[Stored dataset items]
· · · · · · ·
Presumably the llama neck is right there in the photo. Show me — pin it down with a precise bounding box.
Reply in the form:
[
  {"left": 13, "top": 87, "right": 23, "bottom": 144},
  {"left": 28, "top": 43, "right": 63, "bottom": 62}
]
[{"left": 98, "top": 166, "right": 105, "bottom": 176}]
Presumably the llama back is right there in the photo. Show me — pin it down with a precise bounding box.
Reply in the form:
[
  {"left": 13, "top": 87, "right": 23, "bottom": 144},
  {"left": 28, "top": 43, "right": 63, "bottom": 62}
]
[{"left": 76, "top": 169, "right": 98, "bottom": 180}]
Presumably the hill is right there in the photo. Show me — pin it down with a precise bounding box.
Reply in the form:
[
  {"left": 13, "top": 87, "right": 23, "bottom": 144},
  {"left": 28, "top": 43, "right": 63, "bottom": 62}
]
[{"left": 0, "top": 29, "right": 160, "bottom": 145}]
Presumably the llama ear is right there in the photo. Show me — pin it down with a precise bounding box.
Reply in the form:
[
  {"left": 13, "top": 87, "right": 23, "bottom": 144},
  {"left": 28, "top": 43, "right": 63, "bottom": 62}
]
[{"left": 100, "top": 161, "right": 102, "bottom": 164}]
· · · · · · ·
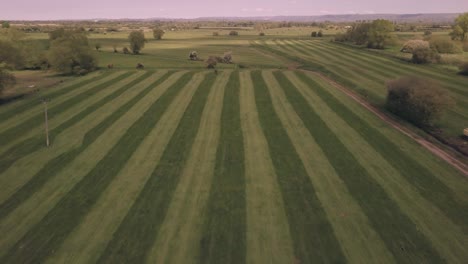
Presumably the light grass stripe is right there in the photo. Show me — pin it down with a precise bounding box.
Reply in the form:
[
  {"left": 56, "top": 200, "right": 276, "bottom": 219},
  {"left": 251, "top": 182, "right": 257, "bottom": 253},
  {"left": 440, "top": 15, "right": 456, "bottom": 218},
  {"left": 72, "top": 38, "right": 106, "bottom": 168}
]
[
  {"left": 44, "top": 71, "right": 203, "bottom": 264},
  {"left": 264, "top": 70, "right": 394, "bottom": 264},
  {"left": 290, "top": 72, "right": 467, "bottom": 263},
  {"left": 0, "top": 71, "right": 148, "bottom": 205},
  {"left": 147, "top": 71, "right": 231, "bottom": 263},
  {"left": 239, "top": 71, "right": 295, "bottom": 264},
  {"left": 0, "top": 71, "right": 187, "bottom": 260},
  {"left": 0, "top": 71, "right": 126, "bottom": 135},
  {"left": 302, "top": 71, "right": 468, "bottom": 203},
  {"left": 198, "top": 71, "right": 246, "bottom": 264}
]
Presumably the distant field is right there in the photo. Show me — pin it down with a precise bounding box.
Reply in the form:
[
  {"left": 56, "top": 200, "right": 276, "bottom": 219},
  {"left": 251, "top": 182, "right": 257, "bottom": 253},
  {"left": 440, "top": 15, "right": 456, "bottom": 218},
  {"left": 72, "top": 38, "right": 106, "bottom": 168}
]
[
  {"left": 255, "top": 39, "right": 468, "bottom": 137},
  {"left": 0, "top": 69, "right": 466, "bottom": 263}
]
· · · · · · ·
• _TASK INSTRUCTIONS_
Each line of the data that holds "down" should be copied.

• _OUTPUT FOR THIS EXERCISE_
Presumably the llama neck is right there in the photo. Show me — pin it down with a precise bounding box.
Presumably the llama back is right there in the photo. Show me — pin it down with a precise bounding box.
Presumably the hill is right there in the photo. Show me — pin it down with a precise bounding box.
Presumably the llama ear is right there in the photo. Show me — pin it down with a precise bounding box.
Presumably the light grass stripe is right there in the photo. Show me — pin it down with a precise bounding box.
Presumably the distant field is right there in the photo. Show me — pin it down with a precise bounding box.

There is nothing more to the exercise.